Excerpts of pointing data

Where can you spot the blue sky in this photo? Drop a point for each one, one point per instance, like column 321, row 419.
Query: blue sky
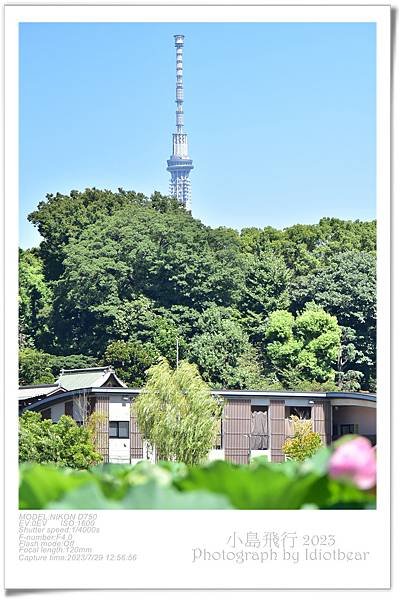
column 280, row 117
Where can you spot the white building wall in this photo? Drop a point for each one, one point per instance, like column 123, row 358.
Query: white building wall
column 119, row 448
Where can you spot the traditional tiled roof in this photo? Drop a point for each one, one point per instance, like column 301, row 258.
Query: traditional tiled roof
column 74, row 379
column 38, row 391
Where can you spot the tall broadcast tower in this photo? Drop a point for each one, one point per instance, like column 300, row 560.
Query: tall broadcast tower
column 179, row 164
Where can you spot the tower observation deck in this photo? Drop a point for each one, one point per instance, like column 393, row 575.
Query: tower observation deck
column 179, row 164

What to work on ▸ Put the lines of the records above into a numbered list, leaving out blank lines and the pictures.

Response for this exercise ▸
1. Where can you spot the blue sky in this photo? Drop a point for each one, one point per instance, like column 321, row 419.
2. Query: blue sky
3. column 280, row 117
4. Where can you spot the white building wall in this photo? Drop a point for each one, one point per instance, like column 123, row 358.
5. Query: white building wall
6. column 119, row 448
7. Where can you spot the traditional tiled roof in this photo? Drop a point for each one, one point per instance, like column 301, row 258.
8. Query: traditional tiled roof
9. column 74, row 379
10. column 38, row 391
11. Where can you spot the tall broadcast tower in this photo? Drop a point for each one, one point per instance, like column 300, row 560.
12. Query: tall broadcast tower
13. column 179, row 164
14. Where can you spot the tower observation deck in this photo? Drop a point for each one, one point per instance, like column 393, row 575.
15. Query: tower observation deck
16. column 179, row 164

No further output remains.